----- ENTRIES SUPPLIED -----

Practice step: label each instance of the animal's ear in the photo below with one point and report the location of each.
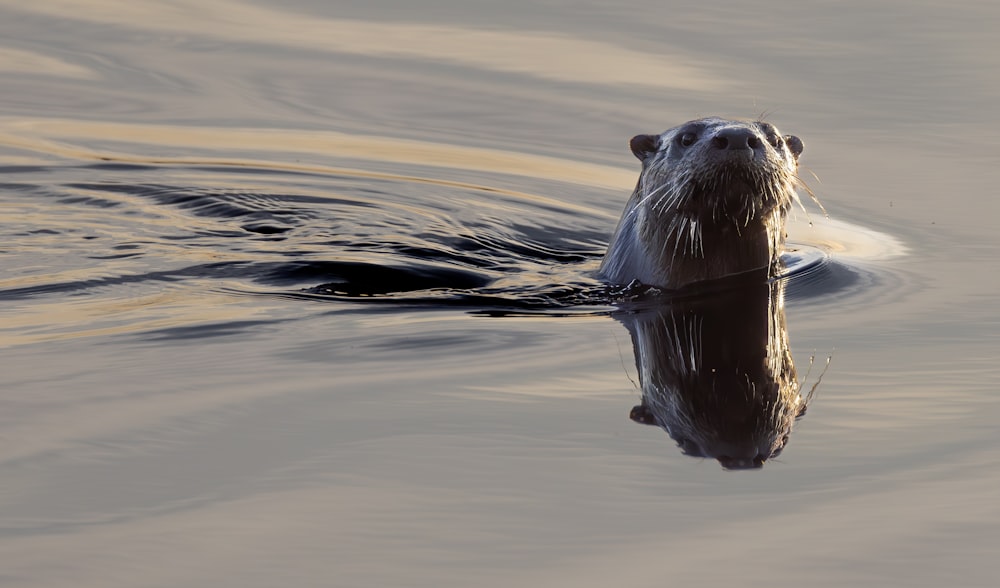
(794, 145)
(644, 145)
(641, 414)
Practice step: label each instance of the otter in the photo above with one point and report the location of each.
(711, 201)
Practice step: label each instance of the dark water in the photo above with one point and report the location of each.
(302, 294)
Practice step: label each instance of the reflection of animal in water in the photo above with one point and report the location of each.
(716, 372)
(711, 201)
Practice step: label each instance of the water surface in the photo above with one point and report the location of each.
(301, 294)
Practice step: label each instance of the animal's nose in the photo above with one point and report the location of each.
(736, 139)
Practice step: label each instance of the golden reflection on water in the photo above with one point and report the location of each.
(546, 55)
(61, 320)
(19, 61)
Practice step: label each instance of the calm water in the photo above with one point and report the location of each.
(299, 294)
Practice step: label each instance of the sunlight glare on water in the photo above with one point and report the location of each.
(303, 293)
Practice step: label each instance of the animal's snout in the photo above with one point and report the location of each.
(736, 139)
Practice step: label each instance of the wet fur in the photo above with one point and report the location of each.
(701, 211)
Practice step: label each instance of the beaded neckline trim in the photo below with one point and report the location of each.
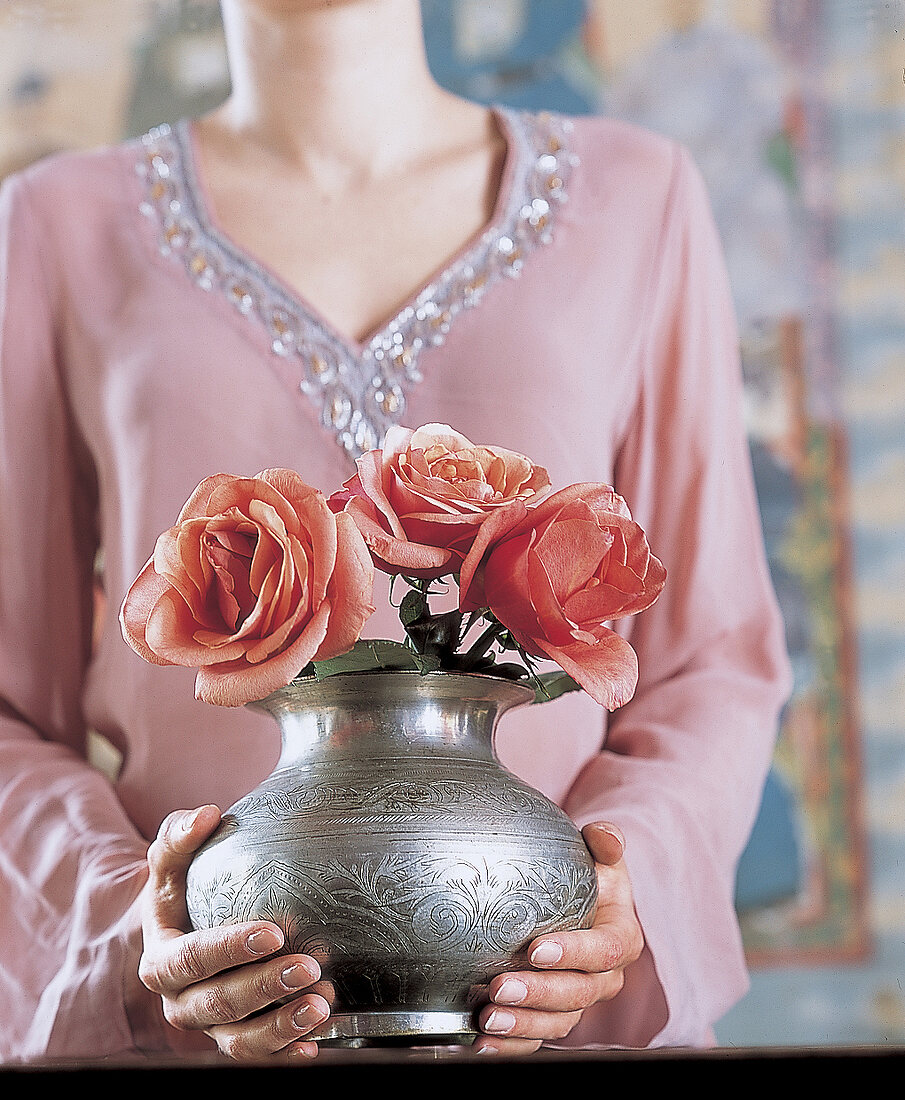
(360, 393)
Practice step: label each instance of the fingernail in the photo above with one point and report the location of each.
(547, 954)
(297, 977)
(499, 1022)
(306, 1015)
(511, 991)
(263, 942)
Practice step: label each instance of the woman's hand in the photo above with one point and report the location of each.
(228, 982)
(574, 969)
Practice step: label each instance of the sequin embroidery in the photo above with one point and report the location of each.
(360, 395)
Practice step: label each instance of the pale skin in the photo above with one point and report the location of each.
(341, 164)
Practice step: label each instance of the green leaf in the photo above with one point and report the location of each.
(374, 655)
(550, 685)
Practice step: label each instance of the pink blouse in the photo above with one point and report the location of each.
(141, 350)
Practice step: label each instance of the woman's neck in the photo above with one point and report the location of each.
(341, 87)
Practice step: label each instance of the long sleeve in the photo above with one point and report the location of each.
(70, 862)
(684, 762)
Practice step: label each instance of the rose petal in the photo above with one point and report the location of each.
(607, 670)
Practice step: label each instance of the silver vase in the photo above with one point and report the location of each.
(392, 845)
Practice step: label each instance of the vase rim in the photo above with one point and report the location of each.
(520, 693)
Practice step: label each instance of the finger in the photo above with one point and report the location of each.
(172, 961)
(560, 991)
(605, 946)
(272, 1032)
(168, 858)
(509, 1047)
(605, 842)
(240, 993)
(527, 1023)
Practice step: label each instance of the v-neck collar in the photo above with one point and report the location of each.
(360, 388)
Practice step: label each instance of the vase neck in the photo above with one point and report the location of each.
(392, 714)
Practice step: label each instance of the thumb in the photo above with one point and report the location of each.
(605, 842)
(168, 858)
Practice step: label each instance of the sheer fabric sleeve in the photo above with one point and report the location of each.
(70, 862)
(684, 762)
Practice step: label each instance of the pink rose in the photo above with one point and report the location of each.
(554, 574)
(256, 579)
(420, 501)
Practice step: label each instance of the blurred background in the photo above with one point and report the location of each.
(795, 112)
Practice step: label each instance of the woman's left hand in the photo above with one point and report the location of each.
(573, 969)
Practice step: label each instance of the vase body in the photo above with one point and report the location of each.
(392, 845)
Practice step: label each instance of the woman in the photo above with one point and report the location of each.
(246, 299)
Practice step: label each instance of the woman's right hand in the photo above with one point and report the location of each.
(228, 982)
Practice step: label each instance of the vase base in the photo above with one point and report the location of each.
(397, 1029)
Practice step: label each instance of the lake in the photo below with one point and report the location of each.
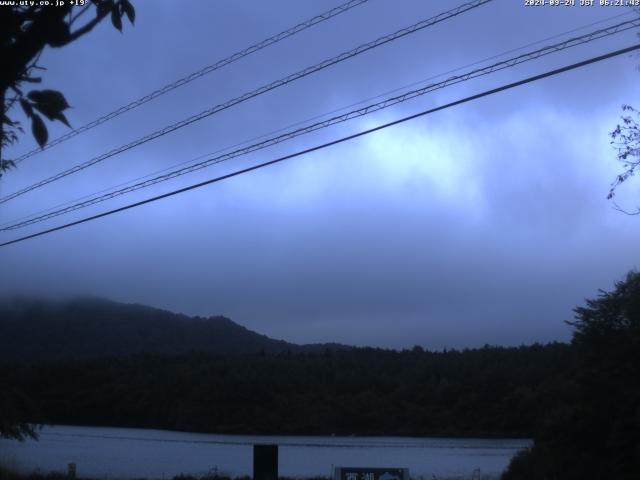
(124, 453)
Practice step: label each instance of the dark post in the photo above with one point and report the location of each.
(265, 462)
(71, 471)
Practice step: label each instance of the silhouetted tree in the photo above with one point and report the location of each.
(24, 32)
(597, 433)
(626, 139)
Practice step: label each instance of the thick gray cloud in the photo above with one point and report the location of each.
(486, 223)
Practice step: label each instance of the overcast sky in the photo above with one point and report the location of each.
(483, 223)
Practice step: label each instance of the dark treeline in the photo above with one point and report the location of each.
(491, 391)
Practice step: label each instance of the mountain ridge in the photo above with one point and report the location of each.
(35, 329)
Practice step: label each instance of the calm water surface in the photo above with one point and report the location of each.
(124, 453)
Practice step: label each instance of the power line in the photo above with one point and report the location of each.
(331, 143)
(509, 63)
(200, 73)
(265, 88)
(322, 115)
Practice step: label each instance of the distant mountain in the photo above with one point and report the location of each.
(37, 330)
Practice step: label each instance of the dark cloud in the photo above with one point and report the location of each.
(486, 223)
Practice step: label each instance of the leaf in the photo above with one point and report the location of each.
(50, 103)
(39, 130)
(51, 97)
(26, 106)
(63, 119)
(116, 19)
(128, 9)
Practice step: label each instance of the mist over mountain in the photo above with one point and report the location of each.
(46, 330)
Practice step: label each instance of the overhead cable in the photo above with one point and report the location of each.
(254, 93)
(328, 144)
(509, 63)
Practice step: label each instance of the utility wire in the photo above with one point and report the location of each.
(509, 63)
(200, 73)
(265, 88)
(319, 116)
(331, 143)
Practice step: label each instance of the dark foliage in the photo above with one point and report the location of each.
(597, 433)
(26, 29)
(38, 330)
(491, 391)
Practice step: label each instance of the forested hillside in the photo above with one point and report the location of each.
(37, 330)
(483, 392)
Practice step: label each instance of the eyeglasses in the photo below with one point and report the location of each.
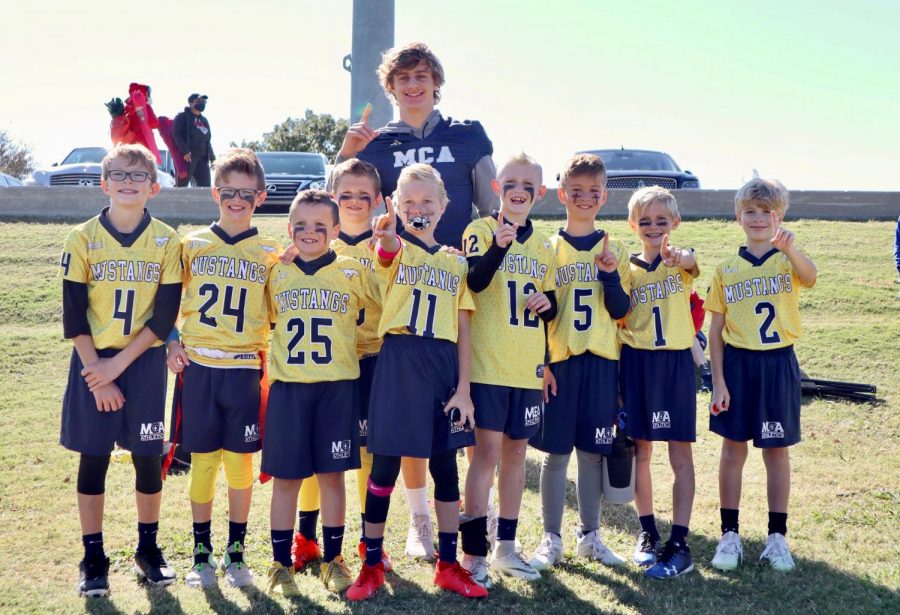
(135, 176)
(245, 194)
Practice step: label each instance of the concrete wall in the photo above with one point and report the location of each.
(176, 205)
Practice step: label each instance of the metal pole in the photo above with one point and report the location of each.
(373, 33)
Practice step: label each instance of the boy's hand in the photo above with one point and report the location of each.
(109, 398)
(359, 135)
(606, 261)
(549, 384)
(505, 233)
(176, 357)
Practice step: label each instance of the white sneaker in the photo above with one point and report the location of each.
(506, 559)
(590, 546)
(480, 570)
(777, 553)
(420, 538)
(548, 553)
(730, 552)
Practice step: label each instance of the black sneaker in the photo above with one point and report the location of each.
(93, 579)
(151, 566)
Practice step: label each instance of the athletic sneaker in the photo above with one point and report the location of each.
(479, 568)
(367, 583)
(281, 580)
(455, 578)
(336, 575)
(237, 574)
(729, 553)
(590, 546)
(202, 574)
(777, 553)
(420, 538)
(507, 560)
(151, 567)
(93, 577)
(674, 560)
(645, 550)
(548, 553)
(304, 551)
(385, 558)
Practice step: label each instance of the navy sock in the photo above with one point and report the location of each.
(308, 519)
(147, 535)
(778, 523)
(506, 528)
(648, 524)
(281, 546)
(373, 550)
(447, 547)
(93, 545)
(334, 541)
(729, 520)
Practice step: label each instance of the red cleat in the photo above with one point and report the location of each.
(455, 578)
(367, 583)
(304, 551)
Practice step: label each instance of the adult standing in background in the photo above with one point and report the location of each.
(194, 139)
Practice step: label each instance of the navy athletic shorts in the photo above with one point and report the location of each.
(659, 394)
(764, 386)
(137, 427)
(311, 428)
(583, 411)
(414, 379)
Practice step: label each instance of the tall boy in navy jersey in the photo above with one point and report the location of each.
(754, 300)
(656, 374)
(121, 289)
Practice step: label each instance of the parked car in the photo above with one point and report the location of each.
(82, 168)
(631, 169)
(288, 173)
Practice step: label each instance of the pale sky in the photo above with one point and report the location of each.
(804, 91)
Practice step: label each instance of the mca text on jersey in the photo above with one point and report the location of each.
(758, 287)
(312, 299)
(227, 267)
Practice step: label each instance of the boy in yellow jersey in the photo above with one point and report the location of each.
(656, 374)
(754, 301)
(511, 268)
(311, 426)
(224, 334)
(357, 189)
(420, 404)
(121, 275)
(580, 384)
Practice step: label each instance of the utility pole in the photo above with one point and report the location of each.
(373, 33)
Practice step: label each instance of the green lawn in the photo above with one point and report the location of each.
(843, 525)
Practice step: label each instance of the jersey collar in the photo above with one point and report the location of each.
(221, 234)
(756, 262)
(311, 267)
(125, 240)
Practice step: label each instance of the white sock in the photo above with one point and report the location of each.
(417, 500)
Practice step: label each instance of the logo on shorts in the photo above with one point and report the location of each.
(603, 435)
(661, 420)
(340, 449)
(152, 431)
(532, 416)
(772, 429)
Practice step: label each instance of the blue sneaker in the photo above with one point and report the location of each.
(674, 561)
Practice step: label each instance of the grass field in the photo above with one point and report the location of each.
(843, 526)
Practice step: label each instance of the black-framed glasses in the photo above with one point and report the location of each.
(135, 176)
(245, 194)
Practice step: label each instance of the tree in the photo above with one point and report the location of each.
(15, 158)
(312, 133)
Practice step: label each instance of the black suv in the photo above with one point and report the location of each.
(630, 169)
(288, 173)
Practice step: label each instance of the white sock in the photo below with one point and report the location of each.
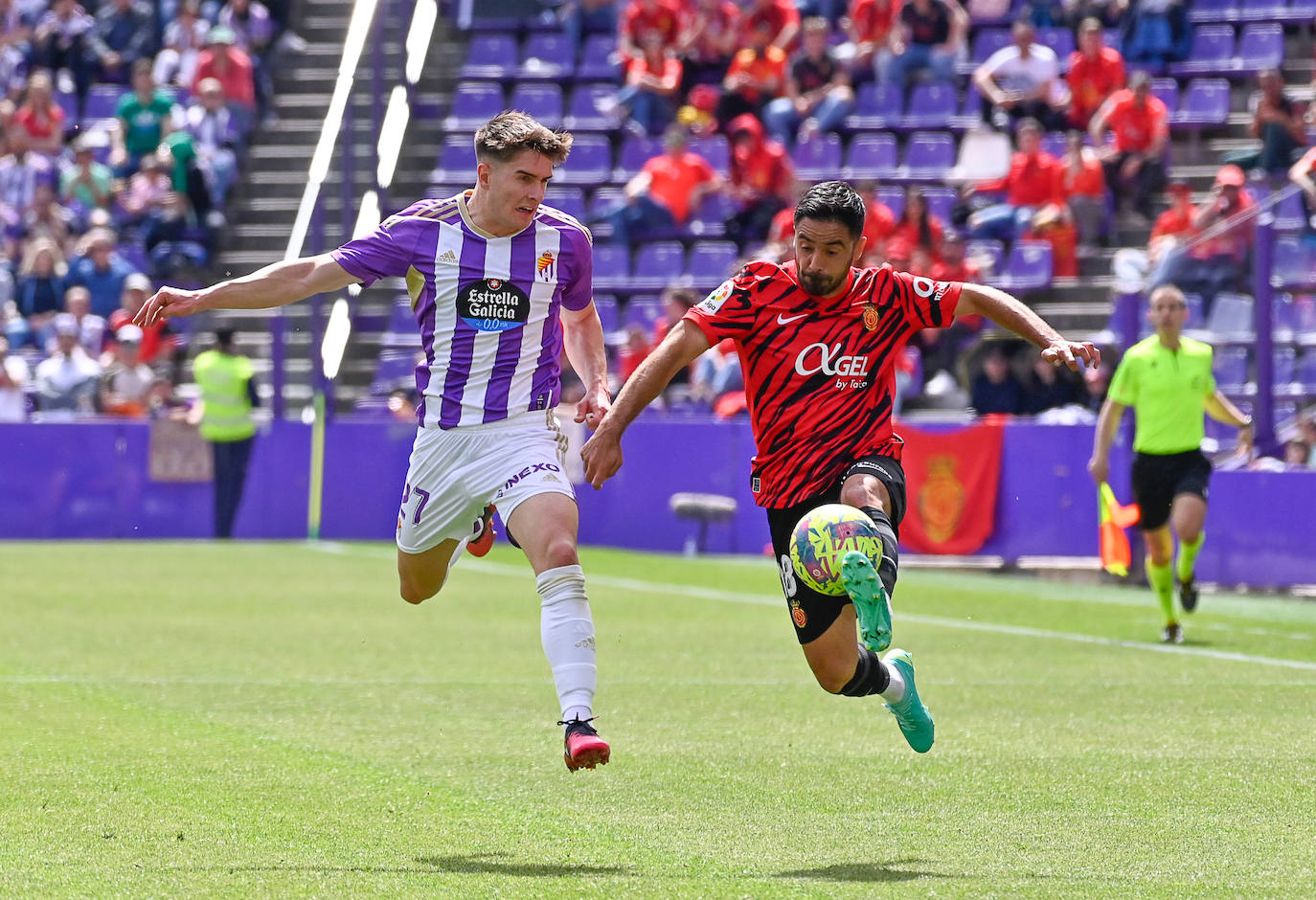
(896, 686)
(567, 635)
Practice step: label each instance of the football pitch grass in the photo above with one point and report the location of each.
(268, 720)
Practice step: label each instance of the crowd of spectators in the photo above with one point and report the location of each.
(122, 130)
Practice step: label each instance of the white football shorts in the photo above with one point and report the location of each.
(456, 473)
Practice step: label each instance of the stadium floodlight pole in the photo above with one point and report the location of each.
(331, 348)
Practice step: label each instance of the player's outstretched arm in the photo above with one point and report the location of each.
(264, 288)
(601, 453)
(581, 336)
(1010, 313)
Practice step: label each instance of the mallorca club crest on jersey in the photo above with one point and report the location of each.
(942, 499)
(492, 304)
(546, 266)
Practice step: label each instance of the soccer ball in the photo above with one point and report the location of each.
(823, 537)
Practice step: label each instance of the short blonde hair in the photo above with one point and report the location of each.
(510, 133)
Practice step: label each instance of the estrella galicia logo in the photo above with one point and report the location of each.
(492, 304)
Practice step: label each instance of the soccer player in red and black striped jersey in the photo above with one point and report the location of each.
(817, 341)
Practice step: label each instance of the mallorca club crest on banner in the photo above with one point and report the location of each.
(952, 481)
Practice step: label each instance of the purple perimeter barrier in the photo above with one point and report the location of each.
(88, 481)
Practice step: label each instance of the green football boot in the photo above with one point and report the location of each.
(914, 719)
(870, 600)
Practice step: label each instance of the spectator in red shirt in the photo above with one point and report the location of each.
(231, 66)
(708, 41)
(1135, 162)
(760, 179)
(664, 193)
(39, 116)
(866, 25)
(916, 237)
(653, 84)
(1095, 73)
(644, 16)
(757, 76)
(781, 17)
(817, 91)
(1083, 187)
(1033, 182)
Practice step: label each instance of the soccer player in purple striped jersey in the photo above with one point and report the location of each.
(500, 284)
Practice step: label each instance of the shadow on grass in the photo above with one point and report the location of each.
(496, 864)
(865, 872)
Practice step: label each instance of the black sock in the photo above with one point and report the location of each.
(870, 677)
(890, 549)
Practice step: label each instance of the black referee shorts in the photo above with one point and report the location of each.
(811, 612)
(1160, 478)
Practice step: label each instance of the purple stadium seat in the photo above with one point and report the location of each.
(590, 161)
(891, 197)
(929, 155)
(474, 102)
(1232, 317)
(583, 113)
(1284, 362)
(710, 218)
(1214, 11)
(1231, 368)
(546, 56)
(817, 159)
(1288, 214)
(940, 201)
(102, 102)
(567, 199)
(598, 59)
(544, 101)
(611, 266)
(1260, 46)
(1030, 266)
(1213, 52)
(1206, 101)
(715, 150)
(1168, 91)
(875, 107)
(711, 262)
(1305, 373)
(456, 161)
(1061, 39)
(1291, 266)
(870, 155)
(658, 264)
(609, 313)
(988, 256)
(643, 309)
(491, 56)
(931, 105)
(636, 150)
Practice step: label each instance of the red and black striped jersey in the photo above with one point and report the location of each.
(819, 371)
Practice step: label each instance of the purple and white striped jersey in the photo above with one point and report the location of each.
(488, 306)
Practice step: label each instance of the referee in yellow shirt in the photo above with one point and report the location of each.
(1168, 380)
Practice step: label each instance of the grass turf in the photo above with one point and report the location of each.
(270, 720)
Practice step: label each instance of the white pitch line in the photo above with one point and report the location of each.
(939, 621)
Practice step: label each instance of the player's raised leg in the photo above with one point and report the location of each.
(1161, 577)
(1188, 517)
(855, 671)
(420, 575)
(546, 528)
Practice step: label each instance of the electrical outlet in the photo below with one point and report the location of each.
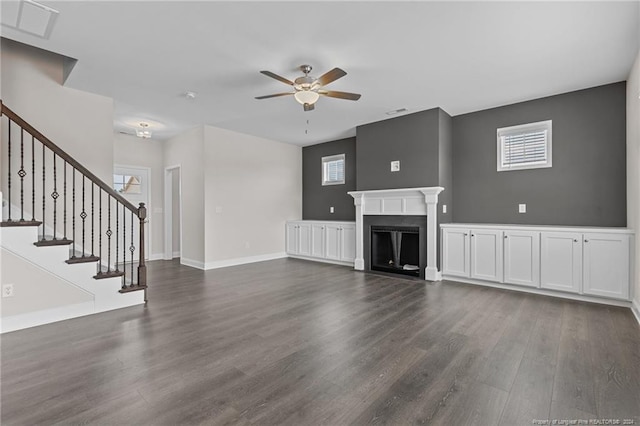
(7, 290)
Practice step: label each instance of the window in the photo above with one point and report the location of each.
(527, 146)
(127, 184)
(333, 170)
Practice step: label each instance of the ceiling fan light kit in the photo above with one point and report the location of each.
(308, 89)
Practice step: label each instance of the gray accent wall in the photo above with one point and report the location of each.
(586, 185)
(317, 199)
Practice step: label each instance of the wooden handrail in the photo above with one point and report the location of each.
(69, 159)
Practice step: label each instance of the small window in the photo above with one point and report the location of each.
(333, 170)
(527, 146)
(127, 184)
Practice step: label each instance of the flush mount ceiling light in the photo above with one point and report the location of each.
(308, 89)
(143, 131)
(30, 17)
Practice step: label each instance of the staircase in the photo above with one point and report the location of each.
(60, 216)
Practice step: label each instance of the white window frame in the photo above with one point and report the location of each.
(325, 169)
(523, 129)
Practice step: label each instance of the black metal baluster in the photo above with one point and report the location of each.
(54, 195)
(22, 174)
(9, 173)
(124, 247)
(100, 231)
(93, 219)
(108, 233)
(44, 192)
(33, 179)
(64, 198)
(83, 216)
(117, 226)
(73, 211)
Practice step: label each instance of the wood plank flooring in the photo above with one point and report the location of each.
(290, 342)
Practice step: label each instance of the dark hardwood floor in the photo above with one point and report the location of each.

-----

Beginning at the line containing "Practice step: label each instance of the small", repeat each line exactly through the last line of the entries, and include no other lines.

Practice step: label each instance of the small window in the photo above with one point and report the location of each.
(333, 170)
(527, 146)
(127, 184)
Practice step: label each instance of the flush mount ceiling light in the photo above with one point and report the location of each.
(308, 89)
(143, 131)
(30, 17)
Practice step: label each instance of the staircase in the photo above with one point and report the location of each.
(60, 216)
Practice step: label each instance of the white window frame in the photo above with one point and report the location of each.
(325, 169)
(523, 129)
Practice step: label each instance of the black metal baluster in the photo above with one point and report the location of each.
(54, 195)
(22, 174)
(9, 173)
(124, 247)
(100, 231)
(93, 219)
(108, 233)
(44, 192)
(33, 179)
(64, 198)
(83, 216)
(117, 226)
(73, 211)
Practice step: label each instance of the wood plank flooring in the photo above with one point and report the location of each.
(290, 342)
Practice step: label each instance of the dark hardwood floor in the photo above with one point and report the location of each.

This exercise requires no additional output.